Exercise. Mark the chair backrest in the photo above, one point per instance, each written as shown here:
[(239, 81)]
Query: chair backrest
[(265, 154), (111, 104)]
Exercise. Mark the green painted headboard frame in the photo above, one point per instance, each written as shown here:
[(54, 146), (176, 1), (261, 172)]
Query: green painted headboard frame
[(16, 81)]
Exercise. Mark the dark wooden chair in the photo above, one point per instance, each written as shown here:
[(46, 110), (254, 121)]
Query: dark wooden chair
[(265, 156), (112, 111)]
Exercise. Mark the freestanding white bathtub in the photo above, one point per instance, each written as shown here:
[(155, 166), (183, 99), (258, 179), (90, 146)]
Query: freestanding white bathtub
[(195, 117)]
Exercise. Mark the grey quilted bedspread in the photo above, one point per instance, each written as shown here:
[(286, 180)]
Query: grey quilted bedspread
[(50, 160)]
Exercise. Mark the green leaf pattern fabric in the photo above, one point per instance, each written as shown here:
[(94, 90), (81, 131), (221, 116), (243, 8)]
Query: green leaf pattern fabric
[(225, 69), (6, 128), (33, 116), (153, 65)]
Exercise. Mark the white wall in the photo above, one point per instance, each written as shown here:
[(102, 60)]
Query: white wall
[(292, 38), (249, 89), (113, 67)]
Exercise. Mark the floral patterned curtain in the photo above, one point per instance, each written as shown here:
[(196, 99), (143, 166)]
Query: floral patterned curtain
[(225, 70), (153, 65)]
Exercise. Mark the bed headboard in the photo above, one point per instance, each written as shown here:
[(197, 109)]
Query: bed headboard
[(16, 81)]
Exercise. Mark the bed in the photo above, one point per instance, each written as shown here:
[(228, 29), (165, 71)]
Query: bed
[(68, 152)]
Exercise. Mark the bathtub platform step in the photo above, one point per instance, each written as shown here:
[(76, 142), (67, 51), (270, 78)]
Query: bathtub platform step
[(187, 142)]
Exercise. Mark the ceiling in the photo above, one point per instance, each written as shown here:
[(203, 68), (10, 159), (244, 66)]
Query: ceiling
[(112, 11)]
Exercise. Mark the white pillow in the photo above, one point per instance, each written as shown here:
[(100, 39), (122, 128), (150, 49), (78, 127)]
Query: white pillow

○ ○ ○ ○ ○ ○ ○

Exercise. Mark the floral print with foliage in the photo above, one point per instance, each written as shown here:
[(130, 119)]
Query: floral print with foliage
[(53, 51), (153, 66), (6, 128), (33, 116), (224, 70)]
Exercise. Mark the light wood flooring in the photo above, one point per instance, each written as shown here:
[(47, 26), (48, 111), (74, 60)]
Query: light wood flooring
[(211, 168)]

○ ○ ○ ○ ○ ○ ○

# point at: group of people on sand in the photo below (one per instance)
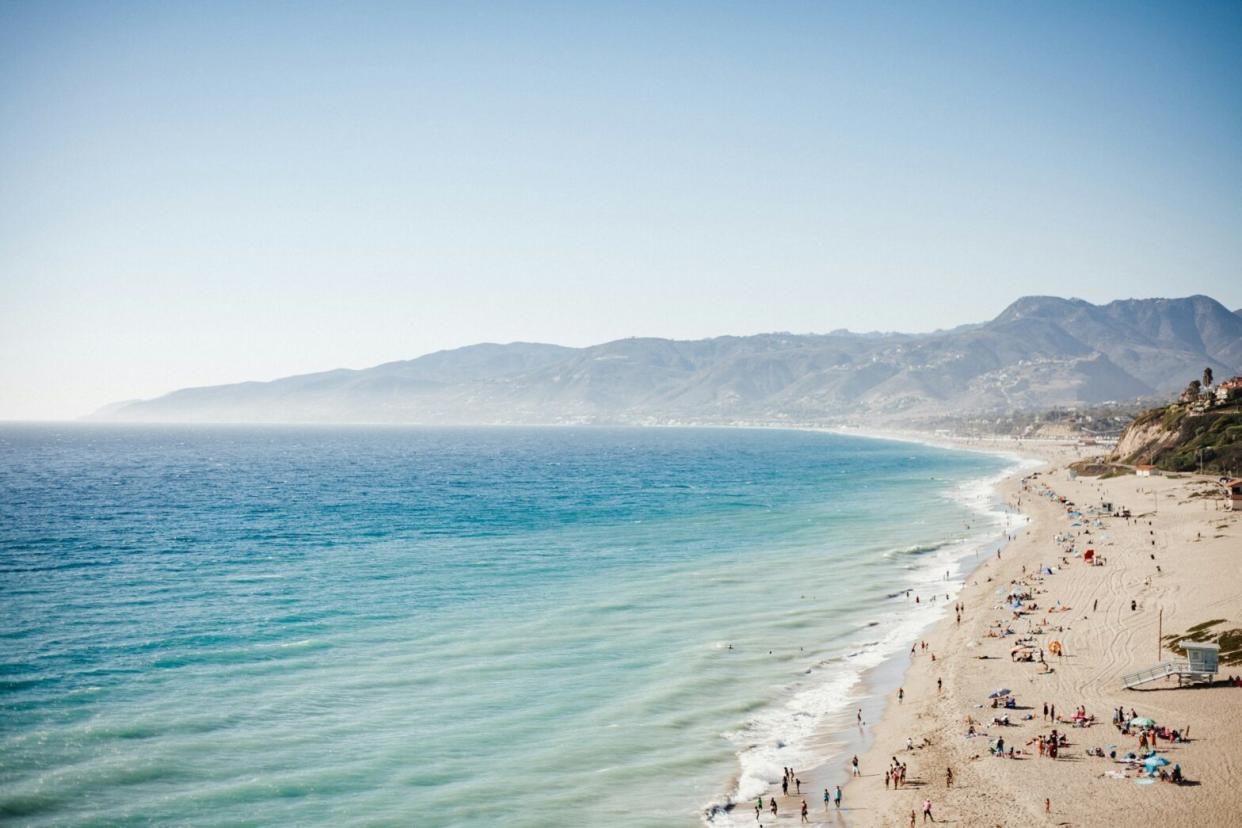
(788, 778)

○ ○ ○ ○ ○ ○ ○

Gather every line of the data above that contains the word "white".

Answer for this exercise:
Exercise. Mark the freestanding white bathtub in the photo above, one point per instance, each written as shown here:
Query: freestanding white bathtub
Exercise. Mark the white wall in the photo above, one point per instance, each written as shown here:
Query: white wall
Exercise. Mark the white pillow in the photo above, one point per instance, each written as shown here:
Query: white pillow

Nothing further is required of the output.